> **Exercise aim**: Put the stretch of data below, from the line containing "405, row 214." through the line containing "column 69, row 104", into a numbered list that includes only those lines and leaves out any blank ones.

> **Dataset extract**:
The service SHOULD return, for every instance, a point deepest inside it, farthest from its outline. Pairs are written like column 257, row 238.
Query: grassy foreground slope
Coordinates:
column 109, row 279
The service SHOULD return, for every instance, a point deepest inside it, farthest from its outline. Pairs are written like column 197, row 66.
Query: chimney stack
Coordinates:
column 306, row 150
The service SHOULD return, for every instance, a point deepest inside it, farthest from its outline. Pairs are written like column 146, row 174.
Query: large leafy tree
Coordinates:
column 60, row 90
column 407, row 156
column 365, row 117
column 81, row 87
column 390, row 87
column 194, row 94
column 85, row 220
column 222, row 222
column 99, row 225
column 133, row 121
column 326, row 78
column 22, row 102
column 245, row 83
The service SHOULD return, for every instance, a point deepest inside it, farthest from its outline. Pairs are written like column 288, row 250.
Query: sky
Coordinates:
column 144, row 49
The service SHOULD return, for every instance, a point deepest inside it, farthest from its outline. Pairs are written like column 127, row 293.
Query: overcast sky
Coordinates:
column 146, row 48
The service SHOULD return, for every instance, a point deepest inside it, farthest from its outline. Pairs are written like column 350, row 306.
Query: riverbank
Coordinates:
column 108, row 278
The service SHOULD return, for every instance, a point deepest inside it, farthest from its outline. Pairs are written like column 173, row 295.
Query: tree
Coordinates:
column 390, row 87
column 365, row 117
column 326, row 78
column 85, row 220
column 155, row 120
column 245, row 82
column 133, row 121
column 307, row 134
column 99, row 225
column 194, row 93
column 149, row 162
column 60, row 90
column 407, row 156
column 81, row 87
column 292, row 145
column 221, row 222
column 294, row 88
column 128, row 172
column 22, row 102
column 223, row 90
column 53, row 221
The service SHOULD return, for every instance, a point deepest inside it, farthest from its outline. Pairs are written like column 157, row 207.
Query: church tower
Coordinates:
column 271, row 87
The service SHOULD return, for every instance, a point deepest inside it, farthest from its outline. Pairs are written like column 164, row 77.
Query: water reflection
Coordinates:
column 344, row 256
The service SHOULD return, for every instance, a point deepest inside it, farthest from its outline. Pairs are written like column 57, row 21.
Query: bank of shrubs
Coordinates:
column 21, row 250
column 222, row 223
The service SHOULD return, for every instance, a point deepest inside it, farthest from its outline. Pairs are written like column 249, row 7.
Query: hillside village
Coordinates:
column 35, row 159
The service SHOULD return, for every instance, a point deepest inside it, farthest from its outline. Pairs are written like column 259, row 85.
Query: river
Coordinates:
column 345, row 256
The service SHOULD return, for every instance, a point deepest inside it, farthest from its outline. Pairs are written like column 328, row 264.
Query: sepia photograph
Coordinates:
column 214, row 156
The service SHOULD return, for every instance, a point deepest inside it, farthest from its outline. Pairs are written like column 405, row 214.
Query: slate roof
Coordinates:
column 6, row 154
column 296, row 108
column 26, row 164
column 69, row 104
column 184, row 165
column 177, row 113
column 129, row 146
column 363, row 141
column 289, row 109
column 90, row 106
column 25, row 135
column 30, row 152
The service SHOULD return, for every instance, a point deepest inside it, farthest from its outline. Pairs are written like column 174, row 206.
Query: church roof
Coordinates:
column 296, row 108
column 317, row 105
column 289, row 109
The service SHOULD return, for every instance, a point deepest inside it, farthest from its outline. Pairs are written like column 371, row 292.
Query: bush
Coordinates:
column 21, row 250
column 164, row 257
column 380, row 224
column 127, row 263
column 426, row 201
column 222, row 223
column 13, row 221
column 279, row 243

> **Result for this exercise**:
1. The service SHOULD return, for every instance, a point deepest inside it, farthest from its outline. Pairs are written like column 405, row 214.
2. Query: slate roof
3. Coordinates:
4. column 6, row 154
5. column 296, row 108
6. column 26, row 164
7. column 69, row 104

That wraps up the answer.